[Supplied text]:
# Recommendations for an Oyster Knife ??



## cotswoldcommis (Dec 1, 2016)

Hi All - searched the forums for "Oyster Knife" and could find anything ?? and apologise for yet another "Recommendation for XYZ" thread. Gonna have to Shuck a lot of Oysters as they are on the set menu for Valentines at the restaurant where I work, always one to make my life easier by getting the right tool for the job so am going to invest in an Oyster Knife - so Guy's any recommendations - have been looking at this http://www.steamer.co.uk/tools/fish-tools/wusthof-oyster-knife.html


----------



## millionsknives (Apr 25, 2014)

Depends on the species and size.  What are you shucking over there?  European flat oyster mostly?  You would want something sharp, thin, and long


----------



## chefwriter (Oct 31, 2012)

A Sani Safe oyster knife will do the job for much less money. Of equal importance is a chain mail glove if you can find one. Or be sure to wrap the oyster in a towel before applying pressure to the knife. The knife will slip and can cause a nasty jab into your other hand. 

As with knife skills, good technique before speed.


----------



## cotswoldcommis (Dec 1, 2016)

Hi Guy's - thanks for the replies, Native Pearl Oysters or Pacific Rocks are what I will be shucking. The Sani Safe looks like it will do the job for 1/2 the $$'s of the Wusthof, although not sure they have a distributor this side of "The Pond". Thanks for the warning about learning the technique properly before trying to go to fast !! Will make sure I wrap the Oysters in a towel at least if I can't find a glove.

Both myself and the wife like Oysters so I suppose it gives me an excuse to buy some so I can practice


----------



## peachcreek (Sep 21, 2001)

I paid $5.00 back in the day for a wooden handled carbon steel oyster knife. Long thin blade. I love it b/c the fineness of the blade makes for very good control and fewer ugly looking oysters. Having done a little research I found they are called a 'Boston Style'.

http://www.centralrestaurant.com/De...ping_973-353&gclid=CI-ZvfmLhtICFcSEswod1A0GKA


----------



## mike9 (Jul 13, 2012)

I had a Dexter Russell and after using friends New Haven style "curved" tip knife I curved the tip on mine and it's a world of difference let me tell you.  More leverage, easier clean on the shell and a better product overall.


----------



## someday (Aug 15, 2003)

I use this one https://www.rmurphyknives.com/store/damariscotta-shucker-details.html and I love it. Kind of pricey, but stylish and really, really good quality.


----------



## chefross (May 5, 2010)

chefwriter said:


> A Sani Safe oyster knife will do the job for much less money. Of equal importance is a chain mail glove if you can find one. Or be sure to wrap the oyster in a towel before applying pressure to the knife. The knife will slip and can cause a nasty jab into your other hand.
> 
> As with knife skills, good technique before speed.

[Tasks to carry out]:
1 - Name every kind of oyster mentioned in the oyster knife thread.
2 - Resume the oyster knife thread from the point where it stops.

[Record list]:
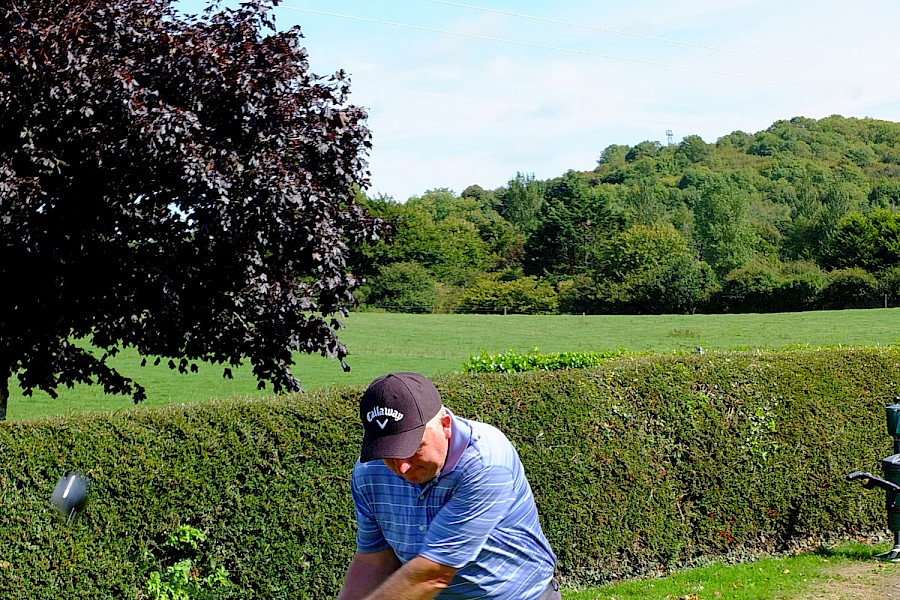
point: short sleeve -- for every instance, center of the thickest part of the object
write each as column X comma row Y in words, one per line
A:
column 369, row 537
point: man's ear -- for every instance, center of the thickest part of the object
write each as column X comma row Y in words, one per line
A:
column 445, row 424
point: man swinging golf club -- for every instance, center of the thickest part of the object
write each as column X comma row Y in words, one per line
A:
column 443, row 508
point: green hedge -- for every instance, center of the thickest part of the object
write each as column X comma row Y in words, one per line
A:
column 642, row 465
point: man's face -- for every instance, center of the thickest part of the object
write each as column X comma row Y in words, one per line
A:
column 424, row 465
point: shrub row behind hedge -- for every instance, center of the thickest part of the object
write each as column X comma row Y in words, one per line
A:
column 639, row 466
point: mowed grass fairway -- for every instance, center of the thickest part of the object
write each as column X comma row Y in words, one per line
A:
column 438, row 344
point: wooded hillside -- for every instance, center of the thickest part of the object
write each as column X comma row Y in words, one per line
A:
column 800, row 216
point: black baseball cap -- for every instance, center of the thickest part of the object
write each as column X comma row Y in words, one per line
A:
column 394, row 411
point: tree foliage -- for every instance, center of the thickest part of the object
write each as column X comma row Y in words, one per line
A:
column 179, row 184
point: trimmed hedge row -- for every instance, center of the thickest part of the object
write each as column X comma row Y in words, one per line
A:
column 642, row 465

[Task-by-task outputs]:
1 - European flat oyster, Native Pearl Oysters, Pacific Rocks

2 -
I grew in the in the industry before chain mail gloves, and before learning to take the precautions that cooks do now.

I did not use a towel the hold the oyster in place, and I never used gloves.

I have shucked literally thousands if not hundreds of thousands of shells in my career.

Then, when the health department and serve-saf rules came out, I had to unlearn and relearn how to use the chain mail glove.

One place made me put a latex glove on with the chain mail glove...that was a disaster.

IMHO

It's not the device, it's the technique. Look for a knife that fits in your hand comfortably. Don't buy one without holding it in your hand physically.

Oh...by the way........heed chefwriter......I've jabbed more times than I care to admit.


----------



## chefwriter (Oct 31, 2012)

I'm thinking I should probably explain the towel use. Don't actually wrap the oyster in it. You fold the towel, any standard kitchen towel, and place it over the oyster, leaving only the hinge of the oyster exposed. Then grip the oyster so the towel offers a thick barrier to the space between thumb and forefinger. That will be the landing area for the point of a slipped knife. 

     I should mention that the chain mail glove I'm referring to is actually steel chain mail, not a typical reinforced fabric cut glove. I used one back in 1985 in New Orleans.  The official hotel oyster shucker  had one and I used it only when he wasn't. And he made sure I gave it back. It actually looks pretty bad ass and I'm surprised they aren't more popular with the historical re-enactment crowd. I have no idea where to get one.


----------



## cotswoldcommis (Dec 1, 2016)

Once again thanks for the replies - @Someday gotta say I do like the look of the Damariscotta Shucker and they ship to the UK so we may have a winner. Thanks for the advice RE : Safe Technique @chefwriter @Chefross - er "Happy Shucking"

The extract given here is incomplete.